[Data items]
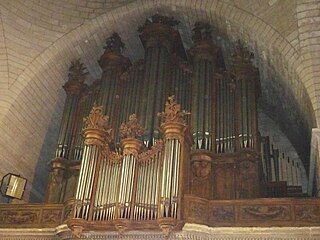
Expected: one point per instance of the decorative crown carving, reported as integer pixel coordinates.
(201, 31)
(114, 43)
(242, 54)
(242, 62)
(131, 129)
(76, 77)
(77, 71)
(97, 120)
(170, 21)
(173, 112)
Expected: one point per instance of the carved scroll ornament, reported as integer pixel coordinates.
(131, 129)
(173, 112)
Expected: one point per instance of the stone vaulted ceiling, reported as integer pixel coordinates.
(39, 39)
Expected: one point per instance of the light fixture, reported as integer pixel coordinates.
(13, 186)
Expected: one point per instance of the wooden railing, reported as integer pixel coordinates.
(259, 212)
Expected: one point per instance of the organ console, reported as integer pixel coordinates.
(132, 162)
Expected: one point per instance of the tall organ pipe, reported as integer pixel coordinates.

## What the task requires
Exact duplicates of all the entries are required, and no image may appear in them.

## Expected answer
Expected: one point per instance of the decorative crown carving, reported as integer pixel coordinates.
(201, 31)
(114, 43)
(242, 54)
(242, 62)
(131, 129)
(76, 77)
(77, 71)
(97, 120)
(170, 21)
(173, 112)
Expected: one point per instance of the carved scroll ornament, reported as integer pixel coordinates.
(131, 129)
(173, 112)
Expected: one point per instance of the stone vaulted ceiling, reported as integer pixel coordinates.
(39, 39)
Expected: one point per instance of the light fixture, reported as integer pixel coordinates.
(13, 186)
Expected: one point per instance of the wooden railing, reported as integer pixel coordinates.
(259, 212)
Expected: one point per instance of the organ console, reported as integer pixel coordinates.
(132, 162)
Expected: one point per instance of the tall organ pipe, reported as integer pixel coordinates.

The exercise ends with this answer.